## The task
Format the lines from the one containing "--target sandy beach" through the one containing "M 875 303 L", both included, as a JSON list of strings with one string per line and blank lines omitted.

## Supplied information
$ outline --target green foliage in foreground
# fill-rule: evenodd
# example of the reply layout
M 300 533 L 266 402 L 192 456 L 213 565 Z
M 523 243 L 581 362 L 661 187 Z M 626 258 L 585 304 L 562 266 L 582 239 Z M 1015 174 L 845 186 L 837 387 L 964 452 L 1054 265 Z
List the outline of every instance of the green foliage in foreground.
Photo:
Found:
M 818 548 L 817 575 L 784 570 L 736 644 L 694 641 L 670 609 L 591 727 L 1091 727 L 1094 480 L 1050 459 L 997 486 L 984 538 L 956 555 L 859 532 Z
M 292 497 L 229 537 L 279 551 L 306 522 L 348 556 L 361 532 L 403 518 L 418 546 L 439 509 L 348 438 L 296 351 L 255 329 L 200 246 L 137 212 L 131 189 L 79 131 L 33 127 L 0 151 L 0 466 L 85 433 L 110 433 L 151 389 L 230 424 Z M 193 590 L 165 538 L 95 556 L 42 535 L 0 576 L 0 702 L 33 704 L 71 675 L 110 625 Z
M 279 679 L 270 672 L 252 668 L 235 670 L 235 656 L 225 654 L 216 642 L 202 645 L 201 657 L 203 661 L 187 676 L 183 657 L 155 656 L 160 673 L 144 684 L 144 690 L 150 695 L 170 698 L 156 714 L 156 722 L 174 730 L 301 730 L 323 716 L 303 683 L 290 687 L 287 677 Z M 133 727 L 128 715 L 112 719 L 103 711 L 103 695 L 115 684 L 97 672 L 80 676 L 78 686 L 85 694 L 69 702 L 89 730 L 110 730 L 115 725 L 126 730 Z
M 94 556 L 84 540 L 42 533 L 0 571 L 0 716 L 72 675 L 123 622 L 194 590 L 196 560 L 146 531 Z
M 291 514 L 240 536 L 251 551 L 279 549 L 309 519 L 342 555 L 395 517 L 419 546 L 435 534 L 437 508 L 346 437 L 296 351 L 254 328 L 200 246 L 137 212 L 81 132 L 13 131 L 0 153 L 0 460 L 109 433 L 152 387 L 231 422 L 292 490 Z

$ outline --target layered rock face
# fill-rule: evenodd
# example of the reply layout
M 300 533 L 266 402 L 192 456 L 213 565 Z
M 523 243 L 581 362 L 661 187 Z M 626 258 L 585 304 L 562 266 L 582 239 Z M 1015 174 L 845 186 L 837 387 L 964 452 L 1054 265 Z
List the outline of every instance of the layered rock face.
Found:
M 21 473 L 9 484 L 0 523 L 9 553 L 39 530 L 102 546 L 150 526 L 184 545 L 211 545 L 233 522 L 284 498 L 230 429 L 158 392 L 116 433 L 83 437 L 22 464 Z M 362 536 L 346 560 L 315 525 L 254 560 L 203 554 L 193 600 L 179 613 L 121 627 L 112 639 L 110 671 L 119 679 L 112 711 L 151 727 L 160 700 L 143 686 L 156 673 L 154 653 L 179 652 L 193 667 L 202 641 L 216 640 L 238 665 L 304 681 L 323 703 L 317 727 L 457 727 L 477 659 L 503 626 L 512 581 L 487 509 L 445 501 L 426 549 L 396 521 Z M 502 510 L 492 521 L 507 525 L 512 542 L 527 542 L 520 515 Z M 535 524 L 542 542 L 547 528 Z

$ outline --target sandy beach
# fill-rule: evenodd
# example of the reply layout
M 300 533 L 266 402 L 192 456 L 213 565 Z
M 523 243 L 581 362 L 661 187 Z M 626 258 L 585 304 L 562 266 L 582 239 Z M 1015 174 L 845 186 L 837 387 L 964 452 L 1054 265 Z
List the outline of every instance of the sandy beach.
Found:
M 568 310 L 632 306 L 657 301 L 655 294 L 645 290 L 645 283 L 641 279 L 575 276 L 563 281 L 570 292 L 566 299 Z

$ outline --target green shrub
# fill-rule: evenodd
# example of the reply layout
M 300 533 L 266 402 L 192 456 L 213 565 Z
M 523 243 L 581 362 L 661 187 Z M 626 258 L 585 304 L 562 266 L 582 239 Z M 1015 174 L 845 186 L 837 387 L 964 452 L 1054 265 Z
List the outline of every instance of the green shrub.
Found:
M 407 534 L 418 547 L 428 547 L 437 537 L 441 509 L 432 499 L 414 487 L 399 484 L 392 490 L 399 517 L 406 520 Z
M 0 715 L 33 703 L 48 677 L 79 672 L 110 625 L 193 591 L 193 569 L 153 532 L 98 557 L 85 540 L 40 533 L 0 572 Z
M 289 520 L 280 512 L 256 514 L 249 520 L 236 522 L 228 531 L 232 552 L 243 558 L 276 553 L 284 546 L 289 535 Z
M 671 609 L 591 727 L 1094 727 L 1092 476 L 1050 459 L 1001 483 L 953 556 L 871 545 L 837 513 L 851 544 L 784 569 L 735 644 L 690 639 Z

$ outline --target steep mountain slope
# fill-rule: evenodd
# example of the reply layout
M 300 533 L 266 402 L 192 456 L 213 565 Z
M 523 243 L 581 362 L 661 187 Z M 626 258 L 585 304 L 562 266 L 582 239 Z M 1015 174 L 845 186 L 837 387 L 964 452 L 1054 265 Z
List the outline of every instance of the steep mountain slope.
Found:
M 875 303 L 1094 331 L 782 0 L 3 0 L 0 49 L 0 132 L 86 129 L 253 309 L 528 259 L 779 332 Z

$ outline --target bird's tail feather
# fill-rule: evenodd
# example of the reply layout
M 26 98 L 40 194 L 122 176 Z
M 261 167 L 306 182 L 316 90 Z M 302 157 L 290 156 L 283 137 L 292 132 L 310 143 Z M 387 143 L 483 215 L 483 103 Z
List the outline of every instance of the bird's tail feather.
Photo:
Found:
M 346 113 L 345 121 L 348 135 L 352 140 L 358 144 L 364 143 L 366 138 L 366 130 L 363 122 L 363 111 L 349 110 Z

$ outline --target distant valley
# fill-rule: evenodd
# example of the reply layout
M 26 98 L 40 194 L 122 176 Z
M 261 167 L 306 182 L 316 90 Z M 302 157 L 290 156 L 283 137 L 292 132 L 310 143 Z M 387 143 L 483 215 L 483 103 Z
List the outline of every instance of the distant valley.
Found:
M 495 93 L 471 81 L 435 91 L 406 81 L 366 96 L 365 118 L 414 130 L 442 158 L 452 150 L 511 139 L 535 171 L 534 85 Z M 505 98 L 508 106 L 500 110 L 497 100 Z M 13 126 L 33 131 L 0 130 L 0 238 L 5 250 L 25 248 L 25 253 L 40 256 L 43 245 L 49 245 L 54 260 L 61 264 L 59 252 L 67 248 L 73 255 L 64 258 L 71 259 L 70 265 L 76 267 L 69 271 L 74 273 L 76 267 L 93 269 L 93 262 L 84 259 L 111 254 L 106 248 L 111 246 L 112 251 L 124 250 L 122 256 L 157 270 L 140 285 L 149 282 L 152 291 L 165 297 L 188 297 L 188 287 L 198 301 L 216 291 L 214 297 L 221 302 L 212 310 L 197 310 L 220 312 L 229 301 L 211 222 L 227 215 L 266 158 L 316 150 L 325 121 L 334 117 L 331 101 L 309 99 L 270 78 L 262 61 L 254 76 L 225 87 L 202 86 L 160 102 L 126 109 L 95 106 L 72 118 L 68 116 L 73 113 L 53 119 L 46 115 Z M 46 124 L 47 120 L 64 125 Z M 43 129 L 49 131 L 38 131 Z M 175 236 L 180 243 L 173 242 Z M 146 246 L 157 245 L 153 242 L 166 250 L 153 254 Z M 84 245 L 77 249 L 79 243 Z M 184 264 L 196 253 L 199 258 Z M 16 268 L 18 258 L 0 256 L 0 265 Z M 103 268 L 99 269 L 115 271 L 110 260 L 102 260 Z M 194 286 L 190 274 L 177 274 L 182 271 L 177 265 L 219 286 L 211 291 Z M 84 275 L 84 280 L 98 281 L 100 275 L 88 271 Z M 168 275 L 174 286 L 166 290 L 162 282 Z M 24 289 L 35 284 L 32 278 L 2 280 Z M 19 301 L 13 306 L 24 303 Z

## Response
[
  "$ outline --target sandy beach",
  "# fill-rule: evenodd",
  "# example of the reply layout",
  "M 300 533 L 266 402 L 192 456 L 213 565 Z",
  "M 523 243 L 581 362 L 661 187 Z M 626 258 L 585 304 L 562 266 L 582 239 Z M 1015 174 L 845 186 L 837 387 L 964 452 L 1054 265 Z",
  "List the outline of every instance of the sandy beach.",
  "Found:",
  "M 568 310 L 632 306 L 657 301 L 655 294 L 645 290 L 645 283 L 641 279 L 575 276 L 563 281 L 570 292 L 566 299 Z",
  "$ outline --target green shrub",
  "# fill-rule: evenodd",
  "# example of the reply layout",
  "M 300 533 L 266 402 L 192 456 L 213 565 Z",
  "M 523 243 L 581 362 L 661 187 Z M 626 258 L 585 304 L 562 266 L 582 239 Z M 1015 174 L 845 186 L 837 387 L 964 452 L 1054 265 Z",
  "List the outline of every instance of the green shrub.",
  "Found:",
  "M 407 534 L 418 547 L 428 547 L 437 537 L 441 509 L 432 499 L 414 487 L 399 484 L 392 490 L 399 517 L 406 520 Z",
  "M 0 715 L 33 703 L 48 677 L 79 672 L 110 625 L 193 591 L 193 569 L 153 532 L 98 557 L 85 540 L 40 533 L 0 572 Z",
  "M 289 520 L 280 512 L 256 514 L 249 520 L 236 522 L 228 531 L 232 552 L 243 558 L 276 553 L 284 546 L 289 535 Z",
  "M 671 609 L 591 727 L 1094 727 L 1092 476 L 1050 459 L 1001 483 L 953 556 L 871 545 L 837 513 L 851 544 L 784 569 L 735 644 L 690 639 Z",
  "$ outline --target steep mountain slope",
  "# fill-rule: evenodd",
  "# example of the reply layout",
  "M 300 533 L 266 402 L 192 456 L 213 565 Z",
  "M 523 243 L 581 362 L 661 187 Z M 626 258 L 585 304 L 562 266 L 582 239 Z M 1015 174 L 845 186 L 837 387 L 964 452 L 1054 265 Z",
  "List the outline of every instance of the steep mountain slope.",
  "Found:",
  "M 875 303 L 1094 331 L 782 0 L 3 0 L 0 49 L 0 132 L 86 129 L 253 309 L 528 259 L 779 332 Z"
]